[What to work on]
From the line with "Please spot the man's beard" through the final line, please write out the listing exactly, including both of those lines.

[Stored dataset items]
---

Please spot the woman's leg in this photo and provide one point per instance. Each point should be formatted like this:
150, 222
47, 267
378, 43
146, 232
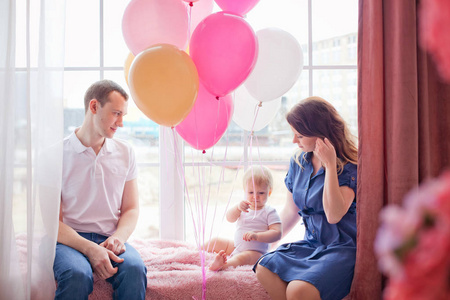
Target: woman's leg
298, 289
244, 258
271, 283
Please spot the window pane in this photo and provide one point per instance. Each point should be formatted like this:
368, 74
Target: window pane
82, 33
116, 50
334, 28
339, 88
137, 129
288, 15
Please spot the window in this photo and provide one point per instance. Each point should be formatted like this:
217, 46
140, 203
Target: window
95, 50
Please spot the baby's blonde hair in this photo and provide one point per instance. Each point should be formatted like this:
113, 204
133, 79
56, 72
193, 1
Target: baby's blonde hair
261, 175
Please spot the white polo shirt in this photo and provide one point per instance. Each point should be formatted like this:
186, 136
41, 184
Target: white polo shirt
92, 185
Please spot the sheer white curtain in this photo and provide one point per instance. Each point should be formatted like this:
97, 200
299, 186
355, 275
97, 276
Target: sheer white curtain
31, 132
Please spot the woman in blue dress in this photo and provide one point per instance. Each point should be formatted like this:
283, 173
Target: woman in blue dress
322, 191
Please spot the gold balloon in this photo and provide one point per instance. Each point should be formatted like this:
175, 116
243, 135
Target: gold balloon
164, 83
127, 65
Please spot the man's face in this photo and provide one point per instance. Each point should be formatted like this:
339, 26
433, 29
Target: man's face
109, 117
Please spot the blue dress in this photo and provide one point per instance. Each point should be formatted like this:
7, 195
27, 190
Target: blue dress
326, 257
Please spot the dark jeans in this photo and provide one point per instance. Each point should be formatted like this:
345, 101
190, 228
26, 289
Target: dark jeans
73, 272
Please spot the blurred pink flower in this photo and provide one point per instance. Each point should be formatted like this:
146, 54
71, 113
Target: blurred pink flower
413, 243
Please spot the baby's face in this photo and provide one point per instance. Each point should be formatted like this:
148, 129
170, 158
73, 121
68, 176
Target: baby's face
256, 194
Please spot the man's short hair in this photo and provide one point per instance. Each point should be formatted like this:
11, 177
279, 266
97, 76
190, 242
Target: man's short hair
100, 91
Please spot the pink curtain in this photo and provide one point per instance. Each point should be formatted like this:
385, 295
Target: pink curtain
403, 119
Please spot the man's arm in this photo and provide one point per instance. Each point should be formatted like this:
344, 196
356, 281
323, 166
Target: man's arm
128, 219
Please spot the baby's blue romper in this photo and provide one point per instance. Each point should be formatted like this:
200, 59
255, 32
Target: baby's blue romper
326, 256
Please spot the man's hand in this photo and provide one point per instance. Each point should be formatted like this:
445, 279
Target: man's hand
243, 206
114, 244
100, 260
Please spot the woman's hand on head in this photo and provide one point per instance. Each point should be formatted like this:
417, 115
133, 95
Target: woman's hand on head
244, 206
325, 152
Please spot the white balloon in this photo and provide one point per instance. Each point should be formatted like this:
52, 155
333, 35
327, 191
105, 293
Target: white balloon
246, 109
279, 64
199, 11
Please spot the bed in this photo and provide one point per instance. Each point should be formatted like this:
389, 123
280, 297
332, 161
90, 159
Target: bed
174, 271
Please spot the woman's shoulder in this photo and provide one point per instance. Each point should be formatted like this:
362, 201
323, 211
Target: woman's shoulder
350, 167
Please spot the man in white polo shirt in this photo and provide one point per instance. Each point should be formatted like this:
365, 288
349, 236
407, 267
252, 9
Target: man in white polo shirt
99, 203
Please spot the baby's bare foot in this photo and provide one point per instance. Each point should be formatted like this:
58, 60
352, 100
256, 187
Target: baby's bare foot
219, 261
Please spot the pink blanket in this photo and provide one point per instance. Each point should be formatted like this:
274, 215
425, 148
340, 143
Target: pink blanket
174, 272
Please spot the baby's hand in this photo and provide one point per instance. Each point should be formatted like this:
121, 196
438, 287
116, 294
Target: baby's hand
243, 206
250, 236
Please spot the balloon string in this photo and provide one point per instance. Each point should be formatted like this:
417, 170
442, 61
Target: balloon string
259, 155
228, 202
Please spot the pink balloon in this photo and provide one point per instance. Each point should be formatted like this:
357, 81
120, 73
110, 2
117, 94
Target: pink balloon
240, 7
224, 48
199, 11
207, 121
149, 22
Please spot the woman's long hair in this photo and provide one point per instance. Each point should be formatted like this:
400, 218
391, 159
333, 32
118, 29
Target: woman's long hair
315, 117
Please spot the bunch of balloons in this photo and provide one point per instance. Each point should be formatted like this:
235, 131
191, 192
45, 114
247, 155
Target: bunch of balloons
186, 62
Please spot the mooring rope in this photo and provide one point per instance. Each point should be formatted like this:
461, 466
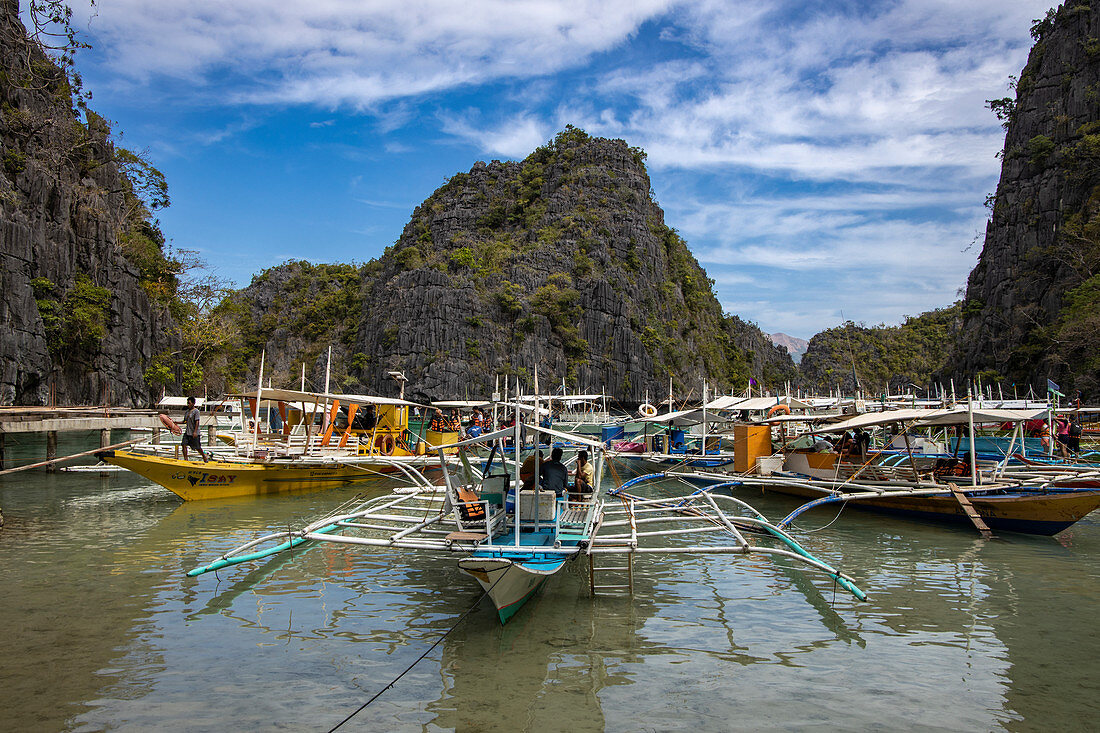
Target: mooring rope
426, 653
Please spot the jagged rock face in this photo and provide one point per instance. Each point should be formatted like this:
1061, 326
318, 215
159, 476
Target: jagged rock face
889, 359
294, 314
561, 262
59, 212
1037, 245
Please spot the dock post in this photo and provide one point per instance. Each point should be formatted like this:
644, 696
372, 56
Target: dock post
105, 440
51, 450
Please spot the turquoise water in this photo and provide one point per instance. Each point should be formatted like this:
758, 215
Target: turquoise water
103, 631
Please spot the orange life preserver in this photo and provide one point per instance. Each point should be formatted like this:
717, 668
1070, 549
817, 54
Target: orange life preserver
470, 506
1044, 435
171, 424
385, 445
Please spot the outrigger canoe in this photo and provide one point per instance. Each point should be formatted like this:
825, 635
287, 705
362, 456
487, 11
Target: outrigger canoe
512, 545
224, 479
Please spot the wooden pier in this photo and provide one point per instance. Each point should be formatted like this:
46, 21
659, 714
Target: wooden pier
53, 420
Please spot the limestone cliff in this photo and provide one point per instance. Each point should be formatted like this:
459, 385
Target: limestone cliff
561, 261
881, 358
1032, 307
78, 328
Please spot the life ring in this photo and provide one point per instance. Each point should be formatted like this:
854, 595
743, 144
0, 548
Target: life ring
171, 424
385, 445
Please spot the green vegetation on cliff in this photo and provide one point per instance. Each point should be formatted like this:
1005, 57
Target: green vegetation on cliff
881, 357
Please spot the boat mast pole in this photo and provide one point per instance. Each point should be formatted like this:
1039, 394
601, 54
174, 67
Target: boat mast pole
515, 445
328, 370
704, 416
974, 460
255, 418
538, 441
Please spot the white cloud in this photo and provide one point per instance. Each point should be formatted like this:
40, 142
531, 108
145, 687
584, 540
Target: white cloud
348, 52
834, 153
514, 138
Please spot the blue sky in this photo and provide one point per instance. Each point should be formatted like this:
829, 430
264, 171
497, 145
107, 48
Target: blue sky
824, 161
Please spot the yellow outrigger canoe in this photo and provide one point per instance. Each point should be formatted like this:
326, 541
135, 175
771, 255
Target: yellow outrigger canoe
223, 479
344, 450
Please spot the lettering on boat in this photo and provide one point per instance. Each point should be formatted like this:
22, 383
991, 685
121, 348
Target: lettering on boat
204, 479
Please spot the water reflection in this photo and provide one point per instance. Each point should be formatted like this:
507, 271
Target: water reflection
105, 631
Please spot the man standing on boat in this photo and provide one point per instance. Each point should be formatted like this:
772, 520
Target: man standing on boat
553, 473
191, 430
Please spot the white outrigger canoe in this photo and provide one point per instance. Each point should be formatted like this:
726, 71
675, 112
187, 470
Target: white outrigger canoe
512, 545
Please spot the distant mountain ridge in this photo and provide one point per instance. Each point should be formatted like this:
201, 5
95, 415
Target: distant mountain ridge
561, 262
793, 345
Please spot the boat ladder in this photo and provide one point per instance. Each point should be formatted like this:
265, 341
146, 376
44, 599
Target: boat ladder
627, 568
970, 512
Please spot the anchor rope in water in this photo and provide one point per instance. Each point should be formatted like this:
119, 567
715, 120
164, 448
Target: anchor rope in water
425, 654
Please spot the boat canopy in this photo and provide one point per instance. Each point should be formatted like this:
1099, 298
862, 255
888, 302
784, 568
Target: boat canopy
932, 417
757, 403
273, 394
510, 430
680, 417
961, 416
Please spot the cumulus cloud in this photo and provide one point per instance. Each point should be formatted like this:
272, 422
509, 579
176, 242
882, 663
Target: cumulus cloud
842, 150
348, 52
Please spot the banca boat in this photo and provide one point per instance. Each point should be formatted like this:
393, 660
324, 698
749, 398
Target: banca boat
510, 545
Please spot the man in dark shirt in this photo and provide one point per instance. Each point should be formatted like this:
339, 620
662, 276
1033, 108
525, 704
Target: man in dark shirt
191, 430
554, 474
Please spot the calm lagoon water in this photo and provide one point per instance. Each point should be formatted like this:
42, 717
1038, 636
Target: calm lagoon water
103, 631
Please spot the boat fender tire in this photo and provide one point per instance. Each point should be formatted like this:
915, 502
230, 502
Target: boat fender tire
385, 444
171, 424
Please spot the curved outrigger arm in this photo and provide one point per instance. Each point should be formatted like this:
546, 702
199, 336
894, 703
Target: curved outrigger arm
703, 505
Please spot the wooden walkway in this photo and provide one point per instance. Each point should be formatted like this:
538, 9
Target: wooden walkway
53, 420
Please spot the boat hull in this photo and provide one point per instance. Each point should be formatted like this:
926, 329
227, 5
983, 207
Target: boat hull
1038, 513
196, 481
1034, 512
510, 581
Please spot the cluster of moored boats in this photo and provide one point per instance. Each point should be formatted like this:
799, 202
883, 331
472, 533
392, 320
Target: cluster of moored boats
472, 489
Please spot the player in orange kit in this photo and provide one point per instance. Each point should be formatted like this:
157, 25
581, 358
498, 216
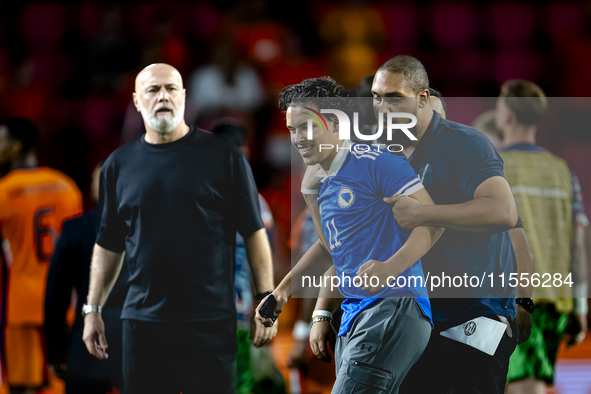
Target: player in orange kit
34, 202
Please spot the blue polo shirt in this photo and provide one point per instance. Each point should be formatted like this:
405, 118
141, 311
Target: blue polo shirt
452, 160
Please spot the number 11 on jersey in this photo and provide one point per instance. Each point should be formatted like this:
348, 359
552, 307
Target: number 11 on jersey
336, 234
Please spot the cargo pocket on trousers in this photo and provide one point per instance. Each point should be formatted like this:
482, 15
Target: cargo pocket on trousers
366, 378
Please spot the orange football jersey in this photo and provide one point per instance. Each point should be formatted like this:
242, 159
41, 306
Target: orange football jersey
33, 206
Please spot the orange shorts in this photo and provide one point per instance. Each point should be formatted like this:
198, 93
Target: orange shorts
24, 356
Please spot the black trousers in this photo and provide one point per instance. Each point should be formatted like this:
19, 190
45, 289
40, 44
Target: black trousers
451, 367
91, 386
195, 357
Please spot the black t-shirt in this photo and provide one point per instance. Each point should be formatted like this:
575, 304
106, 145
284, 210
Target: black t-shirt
174, 209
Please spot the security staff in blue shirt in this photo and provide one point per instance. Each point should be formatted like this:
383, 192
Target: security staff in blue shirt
475, 331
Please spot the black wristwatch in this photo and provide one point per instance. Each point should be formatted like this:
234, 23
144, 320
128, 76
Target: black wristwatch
260, 296
526, 303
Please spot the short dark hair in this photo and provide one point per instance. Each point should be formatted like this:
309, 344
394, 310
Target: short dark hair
412, 70
526, 99
24, 131
436, 93
234, 133
326, 90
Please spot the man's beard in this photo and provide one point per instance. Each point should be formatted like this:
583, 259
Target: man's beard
398, 136
166, 123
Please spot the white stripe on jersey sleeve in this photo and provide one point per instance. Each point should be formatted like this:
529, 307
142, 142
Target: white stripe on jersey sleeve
359, 156
413, 189
409, 184
309, 191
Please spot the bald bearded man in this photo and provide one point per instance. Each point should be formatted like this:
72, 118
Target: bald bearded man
171, 202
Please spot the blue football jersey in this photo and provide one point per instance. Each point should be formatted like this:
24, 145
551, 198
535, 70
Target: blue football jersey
359, 226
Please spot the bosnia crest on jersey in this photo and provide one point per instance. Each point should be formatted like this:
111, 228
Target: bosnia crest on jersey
346, 197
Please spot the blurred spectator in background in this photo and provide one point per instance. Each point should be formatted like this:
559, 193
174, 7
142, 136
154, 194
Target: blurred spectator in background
553, 222
225, 84
112, 52
574, 52
34, 203
256, 370
70, 270
486, 123
353, 32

---

[Output for this exercise]
Please spot the man's beard in this photo and provide one point per instance. Each point should be formatted like this:
583, 259
Target: man's beard
398, 136
166, 123
Please spot the white stripe on jersey sleeve in this photo and provide one point per instance. Each point should be formatted like this:
529, 307
142, 142
Target: white stripe on jersey sleeve
359, 156
413, 189
409, 184
309, 191
Please spot the bald bearded man in this photo and provide one point per instance. Each point should be formatted like this:
72, 118
Target: bald bearded man
171, 202
Please spot the blue football jersey in this photo and provide one point per instance. Each point should be formatted like this:
24, 145
551, 198
535, 70
Target: blue football jersey
359, 226
Please spot the bosnia crest on jersey in this photo and provide one point per instance. Each point should be formatted like this:
111, 228
Target: bosnia crest on jersey
346, 197
Please spot the blurred spectator in background in this photo and provide one point per instance. Each point should be formatted like this:
559, 193
174, 7
142, 136
154, 194
Target: blurred spectator in background
553, 222
225, 84
112, 52
574, 52
34, 203
256, 370
70, 270
486, 123
353, 32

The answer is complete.